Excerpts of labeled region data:
++++

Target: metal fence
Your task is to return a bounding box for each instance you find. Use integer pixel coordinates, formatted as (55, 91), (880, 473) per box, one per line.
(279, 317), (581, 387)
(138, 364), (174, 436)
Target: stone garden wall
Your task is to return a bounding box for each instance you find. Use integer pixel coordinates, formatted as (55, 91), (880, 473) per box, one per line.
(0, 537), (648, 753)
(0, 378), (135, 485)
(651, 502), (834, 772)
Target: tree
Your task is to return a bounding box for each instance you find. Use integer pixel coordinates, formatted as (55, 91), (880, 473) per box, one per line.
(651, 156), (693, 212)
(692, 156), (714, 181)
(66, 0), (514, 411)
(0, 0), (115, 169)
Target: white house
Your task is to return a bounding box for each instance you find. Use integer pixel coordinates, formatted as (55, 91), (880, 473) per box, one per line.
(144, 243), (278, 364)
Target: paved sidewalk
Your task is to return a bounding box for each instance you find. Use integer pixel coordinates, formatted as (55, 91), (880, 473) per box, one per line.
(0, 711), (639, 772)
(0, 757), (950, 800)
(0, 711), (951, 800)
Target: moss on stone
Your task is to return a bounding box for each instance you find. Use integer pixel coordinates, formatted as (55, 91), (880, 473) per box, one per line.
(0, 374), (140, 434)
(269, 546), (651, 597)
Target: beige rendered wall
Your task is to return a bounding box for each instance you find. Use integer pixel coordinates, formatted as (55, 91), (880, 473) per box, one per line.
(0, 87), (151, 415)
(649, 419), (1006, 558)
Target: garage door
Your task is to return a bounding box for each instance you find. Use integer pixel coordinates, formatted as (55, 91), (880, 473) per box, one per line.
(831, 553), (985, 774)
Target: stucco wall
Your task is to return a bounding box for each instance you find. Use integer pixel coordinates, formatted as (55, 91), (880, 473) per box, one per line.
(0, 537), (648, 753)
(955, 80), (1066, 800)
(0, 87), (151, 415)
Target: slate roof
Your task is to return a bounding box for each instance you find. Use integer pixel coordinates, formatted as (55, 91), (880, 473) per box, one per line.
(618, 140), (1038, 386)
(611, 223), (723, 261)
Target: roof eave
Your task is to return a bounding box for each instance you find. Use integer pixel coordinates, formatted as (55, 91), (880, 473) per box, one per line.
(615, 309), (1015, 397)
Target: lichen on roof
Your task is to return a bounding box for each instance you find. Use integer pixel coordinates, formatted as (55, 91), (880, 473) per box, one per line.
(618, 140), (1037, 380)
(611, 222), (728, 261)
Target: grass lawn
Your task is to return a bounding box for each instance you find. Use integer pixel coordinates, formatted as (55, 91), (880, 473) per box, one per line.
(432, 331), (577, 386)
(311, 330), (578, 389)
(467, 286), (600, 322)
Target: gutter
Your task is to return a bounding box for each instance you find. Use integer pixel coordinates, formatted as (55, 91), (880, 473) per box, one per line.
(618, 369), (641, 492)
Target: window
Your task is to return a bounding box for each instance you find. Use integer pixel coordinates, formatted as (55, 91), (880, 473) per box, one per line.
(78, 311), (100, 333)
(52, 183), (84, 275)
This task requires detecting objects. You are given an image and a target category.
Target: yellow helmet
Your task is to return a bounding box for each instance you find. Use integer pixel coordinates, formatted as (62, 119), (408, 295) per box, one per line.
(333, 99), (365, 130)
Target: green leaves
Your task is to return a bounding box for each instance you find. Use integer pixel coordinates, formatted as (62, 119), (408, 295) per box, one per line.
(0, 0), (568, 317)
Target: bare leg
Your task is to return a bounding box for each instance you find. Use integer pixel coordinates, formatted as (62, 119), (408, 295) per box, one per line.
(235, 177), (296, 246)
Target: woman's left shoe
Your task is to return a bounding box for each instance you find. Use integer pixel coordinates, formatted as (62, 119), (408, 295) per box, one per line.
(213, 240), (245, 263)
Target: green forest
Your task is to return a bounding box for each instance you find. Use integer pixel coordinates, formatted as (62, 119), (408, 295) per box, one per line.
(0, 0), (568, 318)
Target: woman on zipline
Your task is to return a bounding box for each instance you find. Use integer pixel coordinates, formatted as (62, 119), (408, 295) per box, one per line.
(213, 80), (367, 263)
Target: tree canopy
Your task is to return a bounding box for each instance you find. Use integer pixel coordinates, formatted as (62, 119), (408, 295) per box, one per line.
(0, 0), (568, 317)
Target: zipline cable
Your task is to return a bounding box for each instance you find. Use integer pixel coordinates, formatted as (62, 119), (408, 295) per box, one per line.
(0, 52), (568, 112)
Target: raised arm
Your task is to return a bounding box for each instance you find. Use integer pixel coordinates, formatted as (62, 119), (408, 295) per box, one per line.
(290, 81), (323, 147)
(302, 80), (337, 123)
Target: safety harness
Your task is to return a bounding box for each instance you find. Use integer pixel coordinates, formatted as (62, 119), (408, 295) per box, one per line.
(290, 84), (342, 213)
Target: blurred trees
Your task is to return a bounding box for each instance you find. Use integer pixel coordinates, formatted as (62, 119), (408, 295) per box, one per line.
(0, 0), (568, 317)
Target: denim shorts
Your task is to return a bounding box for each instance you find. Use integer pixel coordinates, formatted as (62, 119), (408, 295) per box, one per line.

++++

◆ STATED GOAL
Rewrite all of the items above, swapping every "integer" for "whole-number" and keeping everything else the same.

◆ RESULT OF THIS EXERCISE
Target: metal fence
Your task is to return a bounding box for each instance you find. Use whole-number pixel coordinates, formatted as (55, 91), (880, 473) per box, one per line.
(279, 317), (581, 387)
(138, 364), (174, 436)
Target: stone garden wall
Your task is to return a bounding box for each instance you find. Use whole-number pixel coordinates, formatted as (55, 91), (880, 473) per box, one per line.
(0, 537), (648, 753)
(0, 378), (135, 485)
(651, 502), (834, 772)
Target: tree
Your task is to return a bounding box for each instance you find. Use whole-number pixel coordinates, formatted as (55, 91), (880, 473) per box, one per line.
(651, 156), (693, 212)
(692, 156), (714, 181)
(66, 0), (514, 411)
(0, 0), (115, 169)
Target: white house
Your task is to return a bounding box for each instance you find. Use whole-number pixel coordinates, formatted as (55, 91), (880, 473) per box, one per line.
(144, 243), (278, 364)
Target: paved sidewalk
Your task is to return a bounding box for each instance you find. Use whole-number pixel coordinates, formatted as (55, 91), (880, 473) per box, one per line.
(0, 711), (639, 772)
(0, 757), (950, 800)
(0, 711), (951, 800)
Target: moss on stone
Your task is to return a bounding box for each instance you find. Use whole-number pixel coordinates, formatted as (55, 91), (880, 473) per box, one per line.
(0, 374), (140, 434)
(269, 546), (651, 597)
Target: beige rendered wall
Your task is to return a bounding box for each instance you find. Use whole-number pixel coordinates, formatted as (55, 91), (880, 473) per box, one per line.
(0, 87), (151, 415)
(649, 419), (1006, 558)
Target: garage door
Your task is to return a bounding box for each instance you find. Use whole-number pixel coordinates, formatted as (55, 91), (880, 473) per box, one per line.
(831, 553), (985, 774)
Target: stucco wall
Your task is to return a bounding box for each instance you find. Use whole-number pixel coordinates, formatted as (55, 91), (880, 473) per box, one per line.
(0, 537), (648, 753)
(955, 80), (1066, 800)
(0, 87), (151, 415)
Target: slate roof
Your task is to return a bounding box for each instance you find. Use whole-number pixel coordinates, formatted as (55, 91), (880, 473) per box, one per line.
(618, 140), (1038, 386)
(611, 223), (723, 261)
Target: roof eave
Your task is to return a bounding box for each instance you find. Use whole-number pixel coordinates, formatted as (55, 91), (880, 473) per box, one per line.
(615, 309), (1015, 397)
Target: lichen on roof
Your task is to return a bounding box for each instance you find. Use whole-number pixel coordinates, formatted as (55, 91), (880, 473) per box, one per line.
(618, 140), (1037, 380)
(611, 222), (728, 261)
Target: grass lawn
Your task is to return a bounding box for each instance you find. Use whole-number pixel coordinates, formatted as (55, 91), (880, 473) per box, one per line.
(432, 331), (577, 386)
(311, 330), (578, 389)
(467, 286), (600, 322)
Target: gutter
Your task is to return a bounding box for each instance you find. Use whole-number pixel coordinates, formatted as (55, 91), (880, 473) per box, one per line.
(618, 369), (641, 492)
Target: window
Your task is to return a bounding box for each instance you find. Use whole-number pixel coordinates, formatted as (55, 91), (880, 473) per box, one per line.
(78, 311), (100, 333)
(52, 183), (84, 275)
This task requires detecting objects. You are given an image and a target category.
Target: yellow helmet
Your task is to return a bounding box for each instance you find. Use whole-number pixel coordinates, formatted as (62, 119), (408, 295) per box, one per line.
(333, 99), (365, 130)
Target: green leaves
Your task is to return a bounding box for each instance you find. Use whole-number pixel coordinates, formatted as (62, 119), (408, 295) per box, one per line.
(0, 0), (568, 317)
Target: bare leg
Your task is to return a bounding box for each instance you find. Use whole-number pixel coordinates, formatted as (62, 119), (408, 295) per box, one per line.
(235, 177), (296, 246)
Target: woman's left shoe
Your task is to return a bounding box for each instance you find. Use whole-number pixel coordinates, formatted as (62, 119), (408, 295) per box, one per line.
(213, 240), (245, 263)
Target: green forest
Your task is to return a bounding box for each instance you find. Use whole-number pixel coordinates, formatted as (62, 119), (408, 295) per box, one per line.
(0, 0), (568, 318)
Target: woman on zipline
Your task is to return a bounding box for each instance you find. Use whole-number pixel coordinates, formatted as (62, 119), (408, 295) per box, one per line.
(213, 80), (367, 263)
Target: tree canopy
Your task is to return a bounding box for each instance you find. Use whole-number pixel coordinates, formatted as (62, 119), (408, 295) per box, one per line.
(0, 0), (568, 317)
Target: zipline cable
Your task is to return a bounding box for each instance you find. Use whole-number pixel coordinates, formatted as (62, 119), (408, 295) per box, one per line.
(0, 52), (568, 112)
Target: raised arm
Your task is to return a bounding box for each instance you find. Use whole-number pixel coordinates, formatted as (62, 119), (408, 295) per box, one per line.
(290, 81), (323, 147)
(302, 80), (337, 123)
Target: safety harness
Your task is to return a bounding box for each instance you find. Use whole-number pixel coordinates, formatted as (62, 119), (408, 295) per box, one per line.
(290, 84), (342, 213)
Target: blurred trees
Your task is to return a bounding box for each instance you find. Use whole-number pixel coordinates, formatted as (62, 119), (408, 295) per box, one per line.
(0, 0), (568, 317)
Target: denim shorts
Your task is to return a bounding box for each instance you find. Use whole-number pixel coordinates, formatted as (62, 119), (408, 295) per box, one per line.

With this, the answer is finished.